■ Excerpted passage
——————
Hi all,
The Iceberg spec specifies that non-zone timestamp and timestamp_ns Iceberg
types should be stored in Avro using timestamp-{micros,nanos} plus the
Iceberg-private property adjust-to-utc=false.
This is non-conformant with the Avro spec, which reserves timestamp-* for
instants on the global timeline and provides local-timestamp-* for the
wall-clock case.
The mismatch causes cross-engine bugs (#12751): Spark, Avro tooling, and other
conformant Avro readers ignore adjust-to-utc and read Iceberg's "non-zone" data
as TZ-adjusted, shifting values silently.
PR # 16577 proposes updating the Avro mapping in format/spec.md to use
local-timestamp-{micros,nanos} for the two non-zone variants, while keeping the
zone-adjusted variants and the existing reader-side back-compat for legacy
files.
——————
(Boundary annotation entries)
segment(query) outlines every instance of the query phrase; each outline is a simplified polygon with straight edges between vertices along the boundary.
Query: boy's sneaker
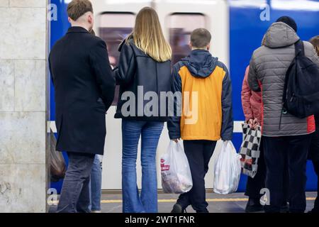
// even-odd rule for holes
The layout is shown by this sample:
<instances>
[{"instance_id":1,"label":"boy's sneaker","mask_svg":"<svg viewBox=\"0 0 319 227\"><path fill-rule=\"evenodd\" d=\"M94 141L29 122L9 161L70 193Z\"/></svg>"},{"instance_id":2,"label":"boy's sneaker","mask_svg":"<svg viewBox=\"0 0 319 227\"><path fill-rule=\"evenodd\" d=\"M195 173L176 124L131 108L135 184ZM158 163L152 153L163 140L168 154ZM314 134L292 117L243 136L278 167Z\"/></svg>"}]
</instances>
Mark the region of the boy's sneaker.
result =
<instances>
[{"instance_id":1,"label":"boy's sneaker","mask_svg":"<svg viewBox=\"0 0 319 227\"><path fill-rule=\"evenodd\" d=\"M183 207L179 204L175 204L173 206L173 209L172 210L171 213L184 213L184 210L183 209Z\"/></svg>"},{"instance_id":2,"label":"boy's sneaker","mask_svg":"<svg viewBox=\"0 0 319 227\"><path fill-rule=\"evenodd\" d=\"M246 213L254 213L264 211L264 206L260 204L259 199L249 199L245 211Z\"/></svg>"}]
</instances>

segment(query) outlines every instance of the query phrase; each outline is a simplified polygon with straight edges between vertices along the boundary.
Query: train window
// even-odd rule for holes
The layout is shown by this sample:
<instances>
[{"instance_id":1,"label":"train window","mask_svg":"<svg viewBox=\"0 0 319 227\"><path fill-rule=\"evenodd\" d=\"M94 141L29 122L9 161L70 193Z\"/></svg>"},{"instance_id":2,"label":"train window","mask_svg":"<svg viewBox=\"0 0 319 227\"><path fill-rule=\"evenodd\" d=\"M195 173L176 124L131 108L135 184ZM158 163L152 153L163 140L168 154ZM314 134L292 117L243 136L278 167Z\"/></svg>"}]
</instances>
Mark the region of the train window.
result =
<instances>
[{"instance_id":1,"label":"train window","mask_svg":"<svg viewBox=\"0 0 319 227\"><path fill-rule=\"evenodd\" d=\"M131 33L135 18L133 13L104 13L99 16L99 36L106 43L110 63L114 67L118 65L118 45ZM118 103L118 94L117 86L113 105Z\"/></svg>"},{"instance_id":2,"label":"train window","mask_svg":"<svg viewBox=\"0 0 319 227\"><path fill-rule=\"evenodd\" d=\"M169 43L173 50L173 64L189 54L189 42L193 30L206 27L206 17L201 13L177 13L169 16L168 28Z\"/></svg>"}]
</instances>

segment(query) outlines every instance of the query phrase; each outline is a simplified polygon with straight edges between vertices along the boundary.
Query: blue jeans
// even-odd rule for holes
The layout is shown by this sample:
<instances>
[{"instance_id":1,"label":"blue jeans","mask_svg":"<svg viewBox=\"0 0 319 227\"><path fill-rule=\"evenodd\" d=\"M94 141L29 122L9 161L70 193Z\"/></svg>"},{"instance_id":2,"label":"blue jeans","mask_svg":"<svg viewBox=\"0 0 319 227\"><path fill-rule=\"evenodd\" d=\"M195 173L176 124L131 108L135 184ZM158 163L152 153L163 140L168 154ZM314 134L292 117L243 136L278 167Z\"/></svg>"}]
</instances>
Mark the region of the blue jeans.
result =
<instances>
[{"instance_id":1,"label":"blue jeans","mask_svg":"<svg viewBox=\"0 0 319 227\"><path fill-rule=\"evenodd\" d=\"M91 172L91 210L92 211L101 211L101 194L102 188L102 167L100 155L95 155L93 163L92 171Z\"/></svg>"},{"instance_id":2,"label":"blue jeans","mask_svg":"<svg viewBox=\"0 0 319 227\"><path fill-rule=\"evenodd\" d=\"M90 175L94 155L68 153L65 174L57 213L90 213Z\"/></svg>"},{"instance_id":3,"label":"blue jeans","mask_svg":"<svg viewBox=\"0 0 319 227\"><path fill-rule=\"evenodd\" d=\"M157 213L156 150L164 123L122 121L122 193L123 213ZM136 159L142 138L142 191L137 186Z\"/></svg>"}]
</instances>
——————
■ Set problem
Reproduce the portion of the Iceberg timestamp message that opens with the words containing "This is non-conformant" and closes with "wall-clock case.", updating "instants" to "moments" throughout.

■ Task result
This is non-conformant with the Avro spec, which reserves timestamp-* for
moments on the global timeline and provides local-timestamp-* for the
wall-clock case.